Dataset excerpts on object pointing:
-=-=-

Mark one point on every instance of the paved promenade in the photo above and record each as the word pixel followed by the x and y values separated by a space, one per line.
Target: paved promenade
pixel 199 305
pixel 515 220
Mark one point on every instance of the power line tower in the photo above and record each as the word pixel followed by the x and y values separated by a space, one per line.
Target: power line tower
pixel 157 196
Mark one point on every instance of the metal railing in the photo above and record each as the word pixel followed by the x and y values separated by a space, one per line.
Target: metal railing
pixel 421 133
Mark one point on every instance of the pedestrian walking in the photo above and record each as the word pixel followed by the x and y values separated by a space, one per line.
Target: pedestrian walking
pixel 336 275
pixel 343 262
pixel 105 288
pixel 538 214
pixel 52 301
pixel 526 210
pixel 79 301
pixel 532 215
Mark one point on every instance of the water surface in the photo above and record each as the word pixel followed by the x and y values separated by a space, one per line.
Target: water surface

-=-=-

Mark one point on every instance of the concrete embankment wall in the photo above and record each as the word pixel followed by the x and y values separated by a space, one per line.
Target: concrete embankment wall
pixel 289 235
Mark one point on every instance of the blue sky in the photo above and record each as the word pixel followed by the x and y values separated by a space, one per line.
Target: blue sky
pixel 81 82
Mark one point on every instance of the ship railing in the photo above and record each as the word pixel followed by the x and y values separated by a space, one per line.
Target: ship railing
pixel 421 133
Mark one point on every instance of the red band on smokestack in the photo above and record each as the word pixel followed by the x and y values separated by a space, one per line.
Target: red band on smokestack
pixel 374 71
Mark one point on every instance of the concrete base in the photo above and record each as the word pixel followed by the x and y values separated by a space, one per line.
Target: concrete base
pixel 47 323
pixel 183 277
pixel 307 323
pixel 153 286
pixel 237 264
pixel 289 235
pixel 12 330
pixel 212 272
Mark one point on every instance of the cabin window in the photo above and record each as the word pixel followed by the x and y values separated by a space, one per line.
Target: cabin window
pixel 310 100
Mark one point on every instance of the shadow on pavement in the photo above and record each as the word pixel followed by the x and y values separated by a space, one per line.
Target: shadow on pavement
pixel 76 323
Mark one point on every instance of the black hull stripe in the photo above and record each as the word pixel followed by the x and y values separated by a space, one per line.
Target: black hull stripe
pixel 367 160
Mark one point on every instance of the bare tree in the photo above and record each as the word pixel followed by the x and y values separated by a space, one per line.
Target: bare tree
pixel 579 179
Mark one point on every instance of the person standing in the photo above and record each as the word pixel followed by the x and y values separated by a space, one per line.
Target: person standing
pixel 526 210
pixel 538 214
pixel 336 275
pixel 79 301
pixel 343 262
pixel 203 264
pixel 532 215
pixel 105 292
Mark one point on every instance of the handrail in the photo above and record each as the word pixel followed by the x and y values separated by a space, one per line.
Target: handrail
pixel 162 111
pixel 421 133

-=-=-

### Task goal
Can you edit the rows from the line with "Mark one point on every instance of the water" up to and including the line with "Target: water surface" by swapping "water surface" for "open water", changing nothing else and returning only those lines?

### Written answer
Mark one point on every instance of the open water in the photo above and record each as the word pixel followed by the x and y values separated by a space, one per line.
Target: open water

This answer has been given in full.